Give back every line exactly as it appears, pictures excluded.

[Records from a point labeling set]
◇ ◇ ◇ ◇

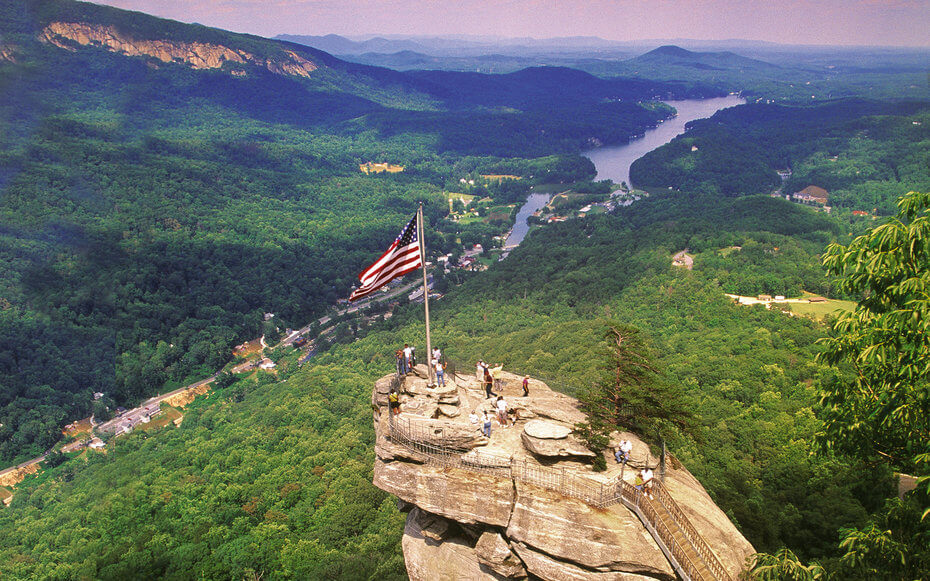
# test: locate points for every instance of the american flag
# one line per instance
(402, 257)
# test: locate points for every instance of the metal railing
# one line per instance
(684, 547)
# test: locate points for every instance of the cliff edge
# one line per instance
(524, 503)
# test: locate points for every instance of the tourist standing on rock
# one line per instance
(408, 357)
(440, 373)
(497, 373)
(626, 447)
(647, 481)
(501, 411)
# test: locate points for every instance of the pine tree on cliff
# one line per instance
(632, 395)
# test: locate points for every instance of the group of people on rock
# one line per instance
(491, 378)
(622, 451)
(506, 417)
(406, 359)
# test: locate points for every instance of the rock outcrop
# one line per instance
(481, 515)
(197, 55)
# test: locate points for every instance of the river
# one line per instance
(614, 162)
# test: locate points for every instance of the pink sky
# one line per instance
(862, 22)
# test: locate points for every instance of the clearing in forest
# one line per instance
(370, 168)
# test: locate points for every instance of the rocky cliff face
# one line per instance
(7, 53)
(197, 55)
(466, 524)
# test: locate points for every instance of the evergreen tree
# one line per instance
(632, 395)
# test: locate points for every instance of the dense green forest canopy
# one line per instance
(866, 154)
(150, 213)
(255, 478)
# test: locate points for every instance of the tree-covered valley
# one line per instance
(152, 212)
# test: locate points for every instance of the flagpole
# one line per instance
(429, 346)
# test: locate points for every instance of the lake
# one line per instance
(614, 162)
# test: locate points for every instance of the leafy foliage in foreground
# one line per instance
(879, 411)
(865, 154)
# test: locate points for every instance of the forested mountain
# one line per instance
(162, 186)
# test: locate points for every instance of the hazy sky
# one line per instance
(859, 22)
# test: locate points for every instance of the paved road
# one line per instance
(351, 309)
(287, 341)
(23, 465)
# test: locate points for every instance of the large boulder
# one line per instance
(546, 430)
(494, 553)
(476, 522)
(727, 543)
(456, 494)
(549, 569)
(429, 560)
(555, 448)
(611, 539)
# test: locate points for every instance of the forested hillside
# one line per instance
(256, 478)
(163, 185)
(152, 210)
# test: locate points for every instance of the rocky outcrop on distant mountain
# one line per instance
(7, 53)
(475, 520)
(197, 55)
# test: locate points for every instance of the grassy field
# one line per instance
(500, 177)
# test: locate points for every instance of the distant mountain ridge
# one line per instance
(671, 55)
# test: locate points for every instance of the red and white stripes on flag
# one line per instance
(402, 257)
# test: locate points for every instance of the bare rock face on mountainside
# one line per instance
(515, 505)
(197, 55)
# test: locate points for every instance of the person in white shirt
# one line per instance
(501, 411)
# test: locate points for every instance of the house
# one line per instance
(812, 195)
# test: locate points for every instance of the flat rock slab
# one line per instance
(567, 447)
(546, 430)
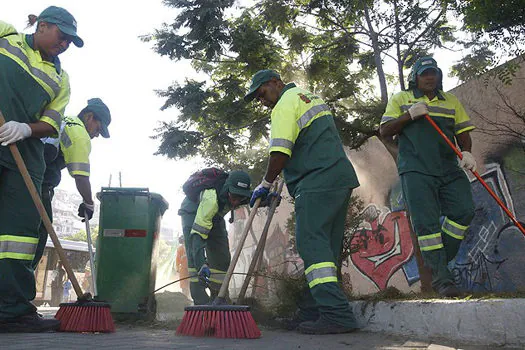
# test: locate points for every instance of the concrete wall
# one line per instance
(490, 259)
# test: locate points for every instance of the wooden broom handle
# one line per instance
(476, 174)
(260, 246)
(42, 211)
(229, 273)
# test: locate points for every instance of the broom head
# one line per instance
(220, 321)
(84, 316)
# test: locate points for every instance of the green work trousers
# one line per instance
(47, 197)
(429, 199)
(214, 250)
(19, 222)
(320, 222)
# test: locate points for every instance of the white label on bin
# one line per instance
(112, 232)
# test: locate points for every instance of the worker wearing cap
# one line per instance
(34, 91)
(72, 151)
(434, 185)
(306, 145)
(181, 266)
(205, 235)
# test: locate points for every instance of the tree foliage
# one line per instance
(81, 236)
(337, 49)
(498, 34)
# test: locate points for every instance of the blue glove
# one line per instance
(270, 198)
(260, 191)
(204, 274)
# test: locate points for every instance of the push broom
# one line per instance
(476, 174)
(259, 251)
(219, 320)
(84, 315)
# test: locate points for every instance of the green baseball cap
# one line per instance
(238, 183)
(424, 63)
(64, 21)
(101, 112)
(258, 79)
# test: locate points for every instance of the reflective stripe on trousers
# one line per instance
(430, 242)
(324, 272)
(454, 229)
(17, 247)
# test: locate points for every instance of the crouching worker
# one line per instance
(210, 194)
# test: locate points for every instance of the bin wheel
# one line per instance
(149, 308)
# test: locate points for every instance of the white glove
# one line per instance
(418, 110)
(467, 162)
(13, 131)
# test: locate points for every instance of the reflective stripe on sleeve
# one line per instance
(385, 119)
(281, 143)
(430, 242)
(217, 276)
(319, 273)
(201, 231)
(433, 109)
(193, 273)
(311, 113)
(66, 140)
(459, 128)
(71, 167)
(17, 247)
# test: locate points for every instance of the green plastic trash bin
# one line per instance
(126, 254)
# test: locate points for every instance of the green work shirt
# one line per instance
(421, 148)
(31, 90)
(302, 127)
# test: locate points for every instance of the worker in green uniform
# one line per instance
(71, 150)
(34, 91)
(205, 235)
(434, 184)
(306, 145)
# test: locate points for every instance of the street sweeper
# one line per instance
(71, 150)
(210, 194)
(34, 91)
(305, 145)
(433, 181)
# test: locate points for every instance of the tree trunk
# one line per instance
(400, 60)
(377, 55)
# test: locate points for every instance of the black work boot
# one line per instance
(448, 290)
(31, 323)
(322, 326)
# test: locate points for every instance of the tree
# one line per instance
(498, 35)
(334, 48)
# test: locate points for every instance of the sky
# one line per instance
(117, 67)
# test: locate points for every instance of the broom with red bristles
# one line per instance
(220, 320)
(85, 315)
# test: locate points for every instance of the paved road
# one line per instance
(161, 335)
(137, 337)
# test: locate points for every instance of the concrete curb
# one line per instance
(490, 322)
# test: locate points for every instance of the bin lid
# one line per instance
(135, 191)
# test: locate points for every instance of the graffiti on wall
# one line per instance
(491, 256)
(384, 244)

◇ ◇ ◇ ◇

_Expected answer_:
# test: locate points for every instance of the american flag
# one line per instance
(402, 257)
# test: locate points for every instance of the metal railing
# one line per instance
(684, 547)
# test: locate points for every instance of the cliff edge
# one line per instance
(524, 503)
# test: locate points for every instance of the tourist standing on rock
# one line per instance
(408, 357)
(440, 373)
(497, 373)
(626, 447)
(647, 481)
(501, 411)
# test: locate points for every instance of the pine tree on cliff
# one line per instance
(632, 395)
# test: locate points for every instance of the group of people on rock
# one line per instance
(491, 378)
(622, 451)
(506, 417)
(406, 359)
# test: locate points for every instance of the rock outcrop
# one line per instance
(481, 515)
(197, 55)
# test: locate points for every instance of the river
# one line per instance
(614, 162)
# test: locate points for every instance of the pink sky
# one line per instance
(862, 22)
# test: locate points for every instance of the clearing in forest
# one line per instance
(370, 168)
# test: locate points for every instance of the rocky cliff face
# one line per instance
(7, 53)
(197, 55)
(466, 524)
# test: locate points for every instance of the evergreen tree
# one line per instance
(632, 395)
# test: locate points for every instance of the dense green forest canopy
# one line per instance
(866, 154)
(150, 213)
(255, 478)
# test: locate points for every instance of the tree-covered valley
# one line per instance
(152, 212)
# test: locate points for every instance of the flagpole
# one line per instance
(429, 346)
# test: locate points for every instance of the lake
# one line per instance
(614, 162)
# test: locate points for every instance of the leafy foliage in foreground
# one line per instance
(879, 411)
(865, 154)
# test: locate points for every instance of the forested mountain
# one line per instance
(162, 186)
# test: locate points for every instance of the hazy sky
# one line per instance
(859, 22)
# test: locate points for every instance of the paved road
# one line per instance
(351, 309)
(287, 341)
(23, 465)
# test: locate points for every instance of the large boulder
# one line per instance
(546, 430)
(494, 553)
(476, 522)
(727, 543)
(456, 494)
(549, 569)
(429, 560)
(555, 448)
(611, 539)
# test: locate points for every instance of the forested hillside
# one line per instance
(256, 478)
(163, 185)
(152, 210)
# test: locate points for every instance of the rocky outcrop on distant mountain
# one line per instance
(7, 53)
(475, 520)
(197, 55)
# test: locate points for every instance of the grassy field
# one line per instance
(500, 177)
# test: locate points for every instance of the distant mountain ridge
# one line per instance
(671, 55)
# test: locate points for every instance of the red and white stripes on flag
# one line per instance
(402, 257)
# test: locate points for every instance of the bare rock face on mountainside
# one line per instance
(515, 505)
(197, 55)
# test: locate points for every instance of the person in white shirt
# one line per instance
(501, 411)
# test: locate points for every instance of the house
# one line per instance
(812, 195)
# test: locate points for every instance of the flat rock slab
# one line per instance
(567, 447)
(546, 430)
# test: locate points for every instance of the concrete wall
# one line per instance
(490, 259)
# test: locate points for every instance of the wooden broom handle
# one line per instance
(476, 174)
(260, 246)
(42, 211)
(229, 273)
# test: locate points for every instance of the broom head
# one line per instance
(220, 321)
(84, 316)
# test: locate points for every instance of the green work trousers
# one line per instance
(47, 197)
(429, 199)
(214, 250)
(19, 222)
(320, 222)
# test: locate points for every instance of the white label on bin
# one line per instance
(112, 232)
# test: locate points for every instance of the worker wearing cap
# one line per instance
(34, 91)
(72, 151)
(434, 185)
(306, 145)
(181, 266)
(205, 235)
# test: locate points for every instance of the tree foliage
# one line per instance
(81, 236)
(337, 49)
(498, 34)
# test: locate points for every instance of the blue glove
# one line per instance
(270, 198)
(260, 191)
(204, 274)
# test: locate points for every instance of the push broom
# one line per instance
(476, 174)
(259, 251)
(219, 320)
(84, 315)
# test: locate points for every instance of the green baseball cap
# one line per instance
(238, 183)
(424, 63)
(64, 21)
(101, 112)
(258, 79)
# test: locate points for every instance of the reflective stripe on trousers
# one line per instance
(430, 242)
(324, 272)
(454, 229)
(17, 247)
# test: locate points for every instance of the crouching worker
# one line per instance
(210, 194)
# test: locate points for every instance of the bin wheel
# one line per instance
(149, 308)
# test: locate points for every instance of the white glove
# one line per instance
(418, 110)
(467, 162)
(13, 131)
# test: locate points for every instance of the reflective stripe on sleeve
# one line per instance
(385, 119)
(281, 143)
(430, 242)
(217, 276)
(319, 273)
(201, 231)
(433, 109)
(193, 273)
(311, 113)
(66, 140)
(459, 128)
(71, 167)
(17, 247)
# test: locate points for every instance of the green plastic trash bin
# one line per instance
(126, 254)
# test: locate points for every instance of the green work shirt
# one line per instance
(421, 148)
(31, 90)
(302, 127)
# test: locate points for every instance of the worker in green uniform
# one line per instance
(71, 150)
(34, 91)
(205, 235)
(434, 184)
(306, 145)
# test: locate points for every instance of the street sweeper
# one line per instance
(71, 150)
(210, 194)
(34, 91)
(305, 145)
(433, 181)
# test: locate points for every instance of the tree trunk
# one line per instance
(400, 60)
(377, 55)
# test: locate points for every instance of the black work boot
# one line per instance
(448, 290)
(31, 323)
(322, 326)
# test: locate points for every instance of the tree
# one line per instance
(498, 35)
(334, 48)
# test: locate points for every instance of the sky
# one line per instance
(117, 67)
# test: locate points for every instance of the broom with red bristles
# one line per instance
(220, 320)
(85, 315)
# test: locate points for every instance of the paved road
# one line per instance
(161, 335)
(137, 337)
# test: locate points for every instance of the concrete curb
# one line per instance
(490, 322)
# test: locate points for every instance of the bin lid
# one line per instance
(135, 191)
# test: locate points for every instance of the graffiti on wall
# one line per instance
(491, 256)
(384, 244)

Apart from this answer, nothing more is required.